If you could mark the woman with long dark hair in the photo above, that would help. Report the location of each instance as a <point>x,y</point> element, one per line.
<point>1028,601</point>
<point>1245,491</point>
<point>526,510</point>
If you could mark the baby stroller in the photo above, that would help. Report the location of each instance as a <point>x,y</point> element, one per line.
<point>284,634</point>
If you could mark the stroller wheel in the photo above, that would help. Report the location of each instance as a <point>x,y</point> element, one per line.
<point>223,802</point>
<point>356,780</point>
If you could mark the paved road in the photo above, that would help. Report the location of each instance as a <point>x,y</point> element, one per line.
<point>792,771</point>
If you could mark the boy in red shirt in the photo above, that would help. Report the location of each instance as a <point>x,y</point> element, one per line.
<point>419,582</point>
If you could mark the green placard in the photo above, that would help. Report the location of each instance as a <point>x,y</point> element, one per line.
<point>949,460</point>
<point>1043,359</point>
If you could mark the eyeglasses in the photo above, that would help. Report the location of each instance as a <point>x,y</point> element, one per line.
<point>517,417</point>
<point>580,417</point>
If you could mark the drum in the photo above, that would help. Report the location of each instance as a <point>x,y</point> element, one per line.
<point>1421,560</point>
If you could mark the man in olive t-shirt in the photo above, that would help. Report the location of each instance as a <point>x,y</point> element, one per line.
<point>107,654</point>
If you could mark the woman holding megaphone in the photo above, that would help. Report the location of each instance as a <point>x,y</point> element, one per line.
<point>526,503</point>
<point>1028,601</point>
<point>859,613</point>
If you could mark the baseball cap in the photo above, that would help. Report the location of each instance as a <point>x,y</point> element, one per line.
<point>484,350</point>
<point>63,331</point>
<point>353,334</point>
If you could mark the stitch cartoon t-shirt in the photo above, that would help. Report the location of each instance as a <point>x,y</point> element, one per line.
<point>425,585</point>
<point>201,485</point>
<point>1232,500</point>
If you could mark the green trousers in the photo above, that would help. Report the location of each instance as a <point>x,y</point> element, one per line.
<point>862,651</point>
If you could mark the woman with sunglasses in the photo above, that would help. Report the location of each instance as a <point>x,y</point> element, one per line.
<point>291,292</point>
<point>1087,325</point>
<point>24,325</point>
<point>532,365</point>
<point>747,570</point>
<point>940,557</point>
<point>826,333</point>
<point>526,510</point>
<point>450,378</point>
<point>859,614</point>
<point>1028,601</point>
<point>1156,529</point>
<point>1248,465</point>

- **Your assignment**: Output the material again, line for line.

- **Written response**:
If you could mark the woman with long dark hair in the photo above, that would help. Report the location of each instance as a <point>x,y</point> element, one per line.
<point>1028,601</point>
<point>1245,491</point>
<point>526,510</point>
If you could mark the baby stroller in the photo above, that would help. Report the location of each instance as a <point>x,y</point> element, one per line.
<point>284,634</point>
If you could mark the stroller wheel in the photo above, that would help. Report the location of each instance as a <point>x,y</point> element, one per line.
<point>223,802</point>
<point>356,780</point>
If you could mark the paved road in the photo above, that would help. Report the location of each instance as a <point>x,y</point> element, one per line.
<point>792,771</point>
If you could mark the boy in red shirt in the photo above, that would help. Report the location of each instance as a <point>x,y</point> element, one per line.
<point>419,582</point>
If you could mark the green placard in the photo above, that would help. Report the location of each instance as a <point>x,y</point> element, one per line.
<point>949,460</point>
<point>1043,359</point>
If you could mark the eyeglasses in the photo above, that would help. Report the location of each instance as a <point>x,y</point> element, one per line.
<point>517,417</point>
<point>580,417</point>
If you could mark the drum in the photo above, that would help. Report the location of each instance as a <point>x,y</point> element, one per line.
<point>1421,560</point>
If you could mark the man in olive t-shirt in the photo above, that would help. Report the location of each instance as a <point>x,y</point> element, one per line.
<point>107,654</point>
If you could mark the woman holding megaphone in the photo above, that would help. Report the location of each instance as a <point>x,y</point> element, one per line.
<point>526,503</point>
<point>1028,601</point>
<point>859,613</point>
If you could mark the baseball cap in the photo above, that would help. Report the location of each instance as a <point>x,y</point> element, one per line.
<point>484,350</point>
<point>63,331</point>
<point>353,334</point>
If you could mark the stitch cartoon t-shirt in the photo above, that would help. Report the location of each instance as a <point>x,y</point> element, one per line.
<point>425,585</point>
<point>201,485</point>
<point>1232,500</point>
If you could mark the green trousers in the photo above, that would help. Report the location of each instance as a <point>x,y</point> element, one per line.
<point>862,651</point>
If you could mark the woman with sunglasses in the photo above, that would help. Report the location of each instance as a <point>x,y</point> element, one per line.
<point>291,292</point>
<point>1087,325</point>
<point>24,325</point>
<point>532,365</point>
<point>747,570</point>
<point>940,557</point>
<point>826,333</point>
<point>526,510</point>
<point>450,378</point>
<point>859,614</point>
<point>1028,601</point>
<point>1156,529</point>
<point>1248,465</point>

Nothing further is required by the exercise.